## TO BE DONE:
Quote the rows word for word, starting with the line containing "Keypoint guideline: for each instance of the sandy" and ending with the line containing "(1074, 950)", both included.

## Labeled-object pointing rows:
[START]
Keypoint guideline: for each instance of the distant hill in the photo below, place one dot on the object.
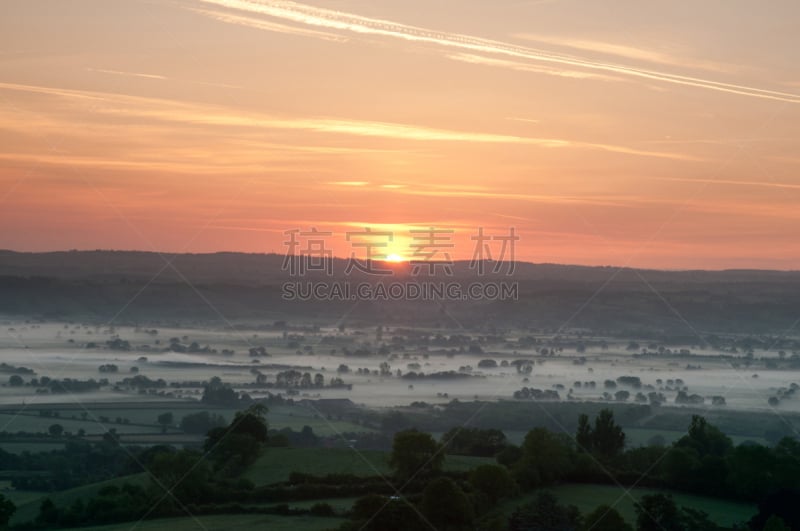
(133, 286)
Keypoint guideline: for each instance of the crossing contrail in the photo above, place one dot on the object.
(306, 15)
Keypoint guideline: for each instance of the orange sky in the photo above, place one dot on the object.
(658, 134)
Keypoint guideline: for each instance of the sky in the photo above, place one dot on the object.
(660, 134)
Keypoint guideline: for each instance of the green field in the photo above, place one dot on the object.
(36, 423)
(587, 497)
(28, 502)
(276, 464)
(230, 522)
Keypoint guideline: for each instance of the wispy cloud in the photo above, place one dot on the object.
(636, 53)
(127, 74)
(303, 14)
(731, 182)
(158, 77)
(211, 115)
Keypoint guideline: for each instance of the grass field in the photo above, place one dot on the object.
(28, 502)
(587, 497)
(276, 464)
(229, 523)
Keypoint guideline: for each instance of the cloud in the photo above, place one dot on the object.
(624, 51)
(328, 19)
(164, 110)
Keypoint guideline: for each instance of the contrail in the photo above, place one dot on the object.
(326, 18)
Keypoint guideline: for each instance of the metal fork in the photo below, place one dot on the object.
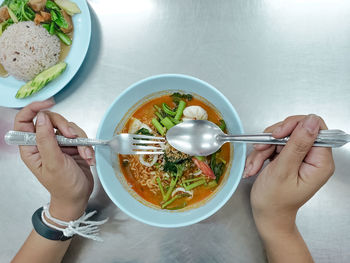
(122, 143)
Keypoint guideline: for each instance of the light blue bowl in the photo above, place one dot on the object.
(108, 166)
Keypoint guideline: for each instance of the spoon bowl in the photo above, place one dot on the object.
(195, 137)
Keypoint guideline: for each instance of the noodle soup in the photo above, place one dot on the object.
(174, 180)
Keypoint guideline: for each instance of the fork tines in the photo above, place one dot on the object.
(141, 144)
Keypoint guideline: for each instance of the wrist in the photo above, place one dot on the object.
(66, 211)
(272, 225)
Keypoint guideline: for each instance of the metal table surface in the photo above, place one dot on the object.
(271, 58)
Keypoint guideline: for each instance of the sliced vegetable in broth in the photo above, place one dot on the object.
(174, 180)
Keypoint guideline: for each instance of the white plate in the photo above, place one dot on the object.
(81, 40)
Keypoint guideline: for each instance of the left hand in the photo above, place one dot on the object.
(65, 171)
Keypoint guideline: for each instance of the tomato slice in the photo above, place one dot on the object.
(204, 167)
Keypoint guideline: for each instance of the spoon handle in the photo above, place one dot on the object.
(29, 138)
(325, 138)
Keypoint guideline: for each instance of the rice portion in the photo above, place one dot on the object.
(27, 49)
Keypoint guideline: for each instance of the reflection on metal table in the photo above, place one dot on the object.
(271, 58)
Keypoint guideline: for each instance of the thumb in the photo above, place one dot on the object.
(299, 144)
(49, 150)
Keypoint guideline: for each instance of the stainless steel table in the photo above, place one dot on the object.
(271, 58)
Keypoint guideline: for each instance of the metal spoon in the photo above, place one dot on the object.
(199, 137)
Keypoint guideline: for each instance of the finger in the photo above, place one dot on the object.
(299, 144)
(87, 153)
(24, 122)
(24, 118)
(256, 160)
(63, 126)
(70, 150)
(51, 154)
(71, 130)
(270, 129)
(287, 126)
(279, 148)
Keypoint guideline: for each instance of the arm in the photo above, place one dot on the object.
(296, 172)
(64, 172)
[END]
[START]
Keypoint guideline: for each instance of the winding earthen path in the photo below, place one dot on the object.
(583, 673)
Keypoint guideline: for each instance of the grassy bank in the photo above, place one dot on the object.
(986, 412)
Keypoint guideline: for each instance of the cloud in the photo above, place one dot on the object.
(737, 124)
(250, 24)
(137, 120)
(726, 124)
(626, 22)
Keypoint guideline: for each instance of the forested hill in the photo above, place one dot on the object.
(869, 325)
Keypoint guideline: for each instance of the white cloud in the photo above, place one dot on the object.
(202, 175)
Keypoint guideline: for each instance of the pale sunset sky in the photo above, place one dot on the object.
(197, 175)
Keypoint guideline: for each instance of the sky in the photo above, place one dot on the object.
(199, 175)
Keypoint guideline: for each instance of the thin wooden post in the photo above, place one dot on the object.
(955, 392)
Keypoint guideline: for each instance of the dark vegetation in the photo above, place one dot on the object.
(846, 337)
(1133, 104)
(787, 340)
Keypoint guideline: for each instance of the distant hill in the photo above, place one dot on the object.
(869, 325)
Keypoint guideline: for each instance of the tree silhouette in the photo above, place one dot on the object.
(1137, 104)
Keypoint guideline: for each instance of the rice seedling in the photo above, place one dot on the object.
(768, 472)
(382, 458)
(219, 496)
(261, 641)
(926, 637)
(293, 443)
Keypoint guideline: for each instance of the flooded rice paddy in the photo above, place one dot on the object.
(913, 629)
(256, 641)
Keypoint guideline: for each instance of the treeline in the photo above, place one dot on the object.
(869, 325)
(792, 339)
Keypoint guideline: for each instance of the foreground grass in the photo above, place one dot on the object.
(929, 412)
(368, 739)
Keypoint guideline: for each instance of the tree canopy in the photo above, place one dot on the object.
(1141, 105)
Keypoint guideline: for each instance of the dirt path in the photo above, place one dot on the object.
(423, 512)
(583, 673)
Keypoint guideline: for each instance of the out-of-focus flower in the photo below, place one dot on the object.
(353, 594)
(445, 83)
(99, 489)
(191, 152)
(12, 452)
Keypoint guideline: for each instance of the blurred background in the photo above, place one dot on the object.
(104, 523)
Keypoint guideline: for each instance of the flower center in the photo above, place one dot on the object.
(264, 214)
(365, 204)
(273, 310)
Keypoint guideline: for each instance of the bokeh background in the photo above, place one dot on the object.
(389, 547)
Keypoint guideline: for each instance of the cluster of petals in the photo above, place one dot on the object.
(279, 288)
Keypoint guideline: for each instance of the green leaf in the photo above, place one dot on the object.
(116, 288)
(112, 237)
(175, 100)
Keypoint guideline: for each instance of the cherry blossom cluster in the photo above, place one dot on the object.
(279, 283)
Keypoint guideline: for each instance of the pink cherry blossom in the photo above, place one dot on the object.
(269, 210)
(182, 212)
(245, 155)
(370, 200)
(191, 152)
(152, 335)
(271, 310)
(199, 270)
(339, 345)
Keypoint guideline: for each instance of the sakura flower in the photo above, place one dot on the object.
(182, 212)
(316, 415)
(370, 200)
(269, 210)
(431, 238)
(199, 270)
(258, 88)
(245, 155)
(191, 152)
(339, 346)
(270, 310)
[END]
[START]
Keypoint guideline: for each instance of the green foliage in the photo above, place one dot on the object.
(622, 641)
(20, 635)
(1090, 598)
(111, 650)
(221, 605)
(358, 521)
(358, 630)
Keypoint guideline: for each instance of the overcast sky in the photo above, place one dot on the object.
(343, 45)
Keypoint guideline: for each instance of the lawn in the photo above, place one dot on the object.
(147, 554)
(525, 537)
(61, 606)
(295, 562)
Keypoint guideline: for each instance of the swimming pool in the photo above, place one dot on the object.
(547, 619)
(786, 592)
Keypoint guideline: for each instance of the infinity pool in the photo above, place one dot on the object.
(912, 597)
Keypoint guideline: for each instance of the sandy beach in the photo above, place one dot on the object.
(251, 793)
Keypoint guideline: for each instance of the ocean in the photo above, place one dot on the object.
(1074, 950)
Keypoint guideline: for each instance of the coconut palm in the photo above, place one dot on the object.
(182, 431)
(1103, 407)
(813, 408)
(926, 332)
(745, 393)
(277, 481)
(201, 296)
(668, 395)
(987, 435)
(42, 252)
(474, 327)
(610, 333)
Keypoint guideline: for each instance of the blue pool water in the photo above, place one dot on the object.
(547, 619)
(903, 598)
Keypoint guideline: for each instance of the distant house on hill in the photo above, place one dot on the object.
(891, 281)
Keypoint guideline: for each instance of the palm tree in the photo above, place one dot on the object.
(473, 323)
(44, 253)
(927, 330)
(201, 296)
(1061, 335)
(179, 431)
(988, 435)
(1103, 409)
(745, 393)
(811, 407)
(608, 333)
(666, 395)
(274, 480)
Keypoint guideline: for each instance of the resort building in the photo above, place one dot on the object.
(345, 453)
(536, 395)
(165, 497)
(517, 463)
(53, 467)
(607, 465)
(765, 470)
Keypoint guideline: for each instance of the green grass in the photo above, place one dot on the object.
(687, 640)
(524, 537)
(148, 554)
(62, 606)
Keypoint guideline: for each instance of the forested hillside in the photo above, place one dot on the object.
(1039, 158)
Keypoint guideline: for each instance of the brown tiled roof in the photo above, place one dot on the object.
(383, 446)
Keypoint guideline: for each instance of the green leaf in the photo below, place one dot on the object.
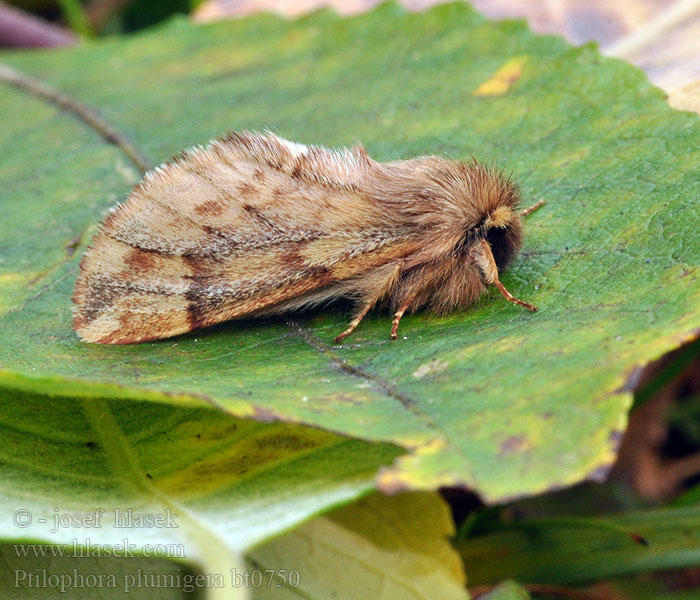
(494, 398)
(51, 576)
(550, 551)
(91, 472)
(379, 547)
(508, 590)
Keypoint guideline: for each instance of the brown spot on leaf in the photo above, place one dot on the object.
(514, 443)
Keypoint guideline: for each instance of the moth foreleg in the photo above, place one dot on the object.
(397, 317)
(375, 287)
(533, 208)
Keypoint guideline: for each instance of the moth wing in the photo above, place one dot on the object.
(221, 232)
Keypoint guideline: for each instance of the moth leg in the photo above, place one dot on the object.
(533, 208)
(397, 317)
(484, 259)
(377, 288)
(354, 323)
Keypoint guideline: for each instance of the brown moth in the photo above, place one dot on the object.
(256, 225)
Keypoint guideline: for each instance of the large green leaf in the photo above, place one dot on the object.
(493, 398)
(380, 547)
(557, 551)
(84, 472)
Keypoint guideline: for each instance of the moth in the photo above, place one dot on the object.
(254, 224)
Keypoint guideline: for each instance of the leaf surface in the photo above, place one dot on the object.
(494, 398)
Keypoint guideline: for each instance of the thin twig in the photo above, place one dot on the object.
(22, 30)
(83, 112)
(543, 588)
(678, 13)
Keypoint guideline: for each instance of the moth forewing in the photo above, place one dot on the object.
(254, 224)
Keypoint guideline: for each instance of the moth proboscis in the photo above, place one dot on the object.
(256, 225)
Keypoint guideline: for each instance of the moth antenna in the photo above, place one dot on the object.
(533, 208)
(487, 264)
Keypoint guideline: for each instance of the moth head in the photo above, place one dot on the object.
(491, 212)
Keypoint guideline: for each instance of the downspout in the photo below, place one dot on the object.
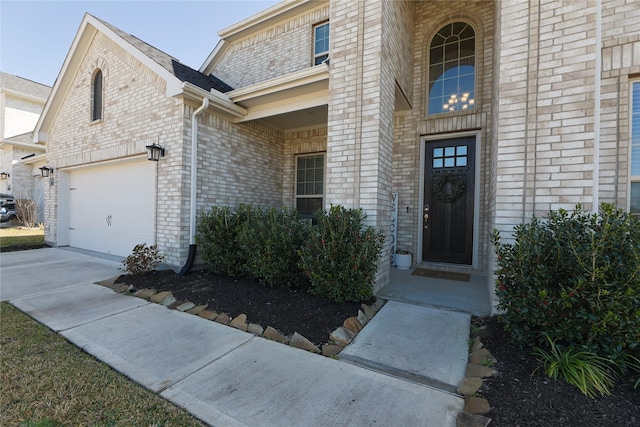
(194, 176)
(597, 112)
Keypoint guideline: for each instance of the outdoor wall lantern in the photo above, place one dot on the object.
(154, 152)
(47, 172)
[END]
## FINISHED EXERCISE:
Keypoint guideline: for each instance of the sandy beach in the photo above, place one dot on the object.
(251, 793)
Keypoint guideline: for each instance of the ocean in the photo above, place one dot on the object.
(1074, 950)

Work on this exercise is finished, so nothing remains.